Testo »
++++++++
E poi, come se non bastasse, dicono che siamo l'avamposto di una banalità costruita su classifiche e statistiche postcoloniali, fatte su misura per il mercato americano.
Ma io vedo una generazione abituata ad arrangiarsi, partorire idee, affrontare il tracollo.
Sicura della propria fame di ambizione, allenata al marketing dell'impossibile.
Che propone quello che sa fare nei pericolosissimi sottoscala di San Salvario guadagnando grida entusiastiche, o modula frequenze illeggibili a un passo dal Po sfidando orecchie analfabete, disattenzione e trendsetting.
Vedo gente pronta a scommettere sulle proprie impronte digitali pur di traghettarsi oltre la precarietà, l'emozione a cottimo, l'arte a noleggio.
Sicuri sul dove andare e come arrivarci, decisi a dismettere tradizione e obblighi in virtù di una traiettoria indeterminabile. Di quell'immagine rilfessa allo specchio dove sei sorridente, sbarbato, e quasi pauroso dell'arrivo che non avresti mai previsto.
Torino è piena di artisti, signori e signore. Chi non se n'è ancora accorto resterà sul binario a contare i minuti, mentre noi illusi incroceremo le dita aspettando il boato. Buona fortuna a loro e a quanto portano in tasca, buona fortuna a noi che applaudiremo alla fine. Perchè il sipario non sarà un bianco e nero su cui brindare nei giorni di lutto, né un gazzetta piena di litigi da sindacato, o un bollettino metereologico avverso.
Ma la Torino di cui raccontare fra dieci, venti, quarant'anni. Quella che si spartiva tra comizi e dancefloor, seminari e lotta, denunce e videoclip. Che ha riscritto le proprie credenziali con un salto carpiato ed elegante, immune al ranking di vivibilità e le Istat di passaggio.
Un posto che ha deciso da sé dove mettersi sulla mappa. Che non ha bisogno di sovvenzioni, finanziamenti o bandi per attirare l'attenzione di un'immaginaria Comunità Europea.
A cui basta premere on, sistemare il retrovisore.
E sorridere alla bellezza della sua stessa evidenza.
++++++++
Record del dataset »
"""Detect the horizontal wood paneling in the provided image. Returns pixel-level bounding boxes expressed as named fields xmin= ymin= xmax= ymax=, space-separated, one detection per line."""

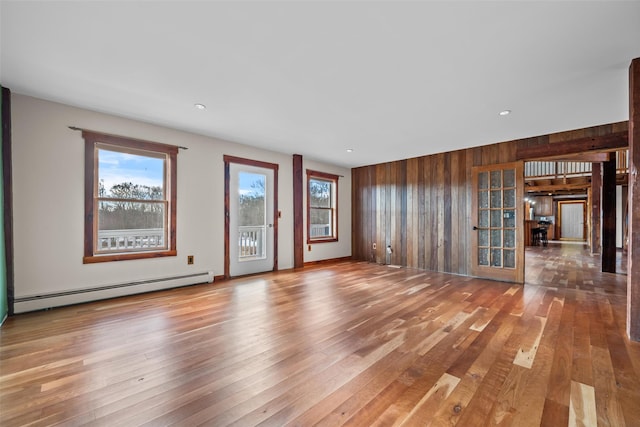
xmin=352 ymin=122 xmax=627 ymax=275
++++++++
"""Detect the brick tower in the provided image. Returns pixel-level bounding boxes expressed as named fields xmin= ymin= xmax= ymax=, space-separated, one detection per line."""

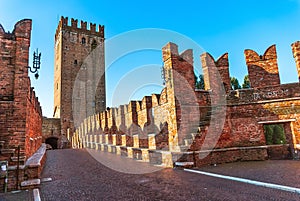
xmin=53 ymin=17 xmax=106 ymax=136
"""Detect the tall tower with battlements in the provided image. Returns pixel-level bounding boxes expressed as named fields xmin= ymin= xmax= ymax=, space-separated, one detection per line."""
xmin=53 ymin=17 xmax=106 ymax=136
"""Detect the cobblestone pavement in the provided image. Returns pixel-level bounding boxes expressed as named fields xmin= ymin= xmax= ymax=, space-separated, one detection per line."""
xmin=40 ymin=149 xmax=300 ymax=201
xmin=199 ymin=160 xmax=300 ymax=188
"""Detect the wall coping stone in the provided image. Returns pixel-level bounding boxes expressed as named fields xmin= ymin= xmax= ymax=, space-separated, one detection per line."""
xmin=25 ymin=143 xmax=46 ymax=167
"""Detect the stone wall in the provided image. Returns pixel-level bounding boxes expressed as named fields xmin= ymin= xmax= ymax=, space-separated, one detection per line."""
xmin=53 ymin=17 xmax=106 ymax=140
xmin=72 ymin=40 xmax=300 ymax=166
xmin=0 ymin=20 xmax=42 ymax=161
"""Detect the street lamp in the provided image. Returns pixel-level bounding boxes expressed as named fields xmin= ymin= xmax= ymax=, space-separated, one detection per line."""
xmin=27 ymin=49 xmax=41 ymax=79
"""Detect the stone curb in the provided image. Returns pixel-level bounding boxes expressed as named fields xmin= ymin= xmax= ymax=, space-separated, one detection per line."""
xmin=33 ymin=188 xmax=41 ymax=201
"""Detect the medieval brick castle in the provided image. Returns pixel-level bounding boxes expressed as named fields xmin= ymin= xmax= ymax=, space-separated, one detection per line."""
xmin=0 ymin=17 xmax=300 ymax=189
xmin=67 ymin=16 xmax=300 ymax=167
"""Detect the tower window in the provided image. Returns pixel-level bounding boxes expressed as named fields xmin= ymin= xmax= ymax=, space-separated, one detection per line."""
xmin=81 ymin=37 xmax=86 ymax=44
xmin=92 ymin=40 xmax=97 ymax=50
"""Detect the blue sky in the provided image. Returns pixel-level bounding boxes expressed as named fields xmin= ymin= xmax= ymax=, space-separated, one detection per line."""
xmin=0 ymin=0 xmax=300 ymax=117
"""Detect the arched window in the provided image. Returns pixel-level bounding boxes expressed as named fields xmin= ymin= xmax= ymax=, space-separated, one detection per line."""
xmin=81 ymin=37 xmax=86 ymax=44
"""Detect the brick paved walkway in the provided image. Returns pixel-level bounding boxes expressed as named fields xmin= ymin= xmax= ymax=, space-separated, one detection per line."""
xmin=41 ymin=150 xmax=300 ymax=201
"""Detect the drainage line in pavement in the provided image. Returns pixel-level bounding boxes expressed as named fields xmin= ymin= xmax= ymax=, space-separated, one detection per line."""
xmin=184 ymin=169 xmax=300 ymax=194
++++++++
Compiti richiesti »
1. Trascrivi fedelmente un brano del testo su Torino: comincia dalle parole "Che propone quello" e fermati dopo le parole "l'arte a noleggio.".
2. Riporta alla lettera soltanto queste righe dei record: parti dalla riga che contiene "the tall tower" e fermati dopo quella che contiene "xmin=27 ymin=49 xmax=41 ymax=79", entrambe comprese.

Risposte ai compiti »
1.
Che propone quello che sa fare nei pericolosissimi sottoscala di San Salvario guadagnando grida entusiastiche, o modula frequenze illeggibili a un passo dal Po sfidando orecchie analfabete, disattenzione e trendsetting.
Vedo gente pronta a scommettere sulle proprie impronte digitali pur di traghettarsi oltre la precarietà, l'emozione a cottimo, l'arte a noleggio.

2.
"""Detect the tall tower with battlements in the provided image. Returns pixel-level bounding boxes expressed as named fields xmin= ymin= xmax= ymax=, space-separated, one detection per line."""
xmin=53 ymin=17 xmax=106 ymax=136
"""Detect the cobblestone pavement in the provided image. Returns pixel-level bounding boxes expressed as named fields xmin= ymin= xmax= ymax=, space-separated, one detection per line."""
xmin=40 ymin=149 xmax=300 ymax=201
xmin=199 ymin=160 xmax=300 ymax=188
"""Detect the wall coping stone in the provided image. Returns pixel-level bounding boxes expressed as named fields xmin= ymin= xmax= ymax=, space-separated, one detection per line."""
xmin=25 ymin=143 xmax=46 ymax=167
"""Detect the stone wall in the provided image. Returns pixel-level bounding boxes expressed as named fields xmin= ymin= xmax= ymax=, space-separated, one detection per line."""
xmin=53 ymin=17 xmax=106 ymax=140
xmin=72 ymin=40 xmax=300 ymax=166
xmin=0 ymin=20 xmax=42 ymax=161
"""Detect the street lamp in the provided image. Returns pixel-level bounding boxes expressed as named fields xmin= ymin= xmax= ymax=, space-separated, one detection per line."""
xmin=27 ymin=49 xmax=41 ymax=79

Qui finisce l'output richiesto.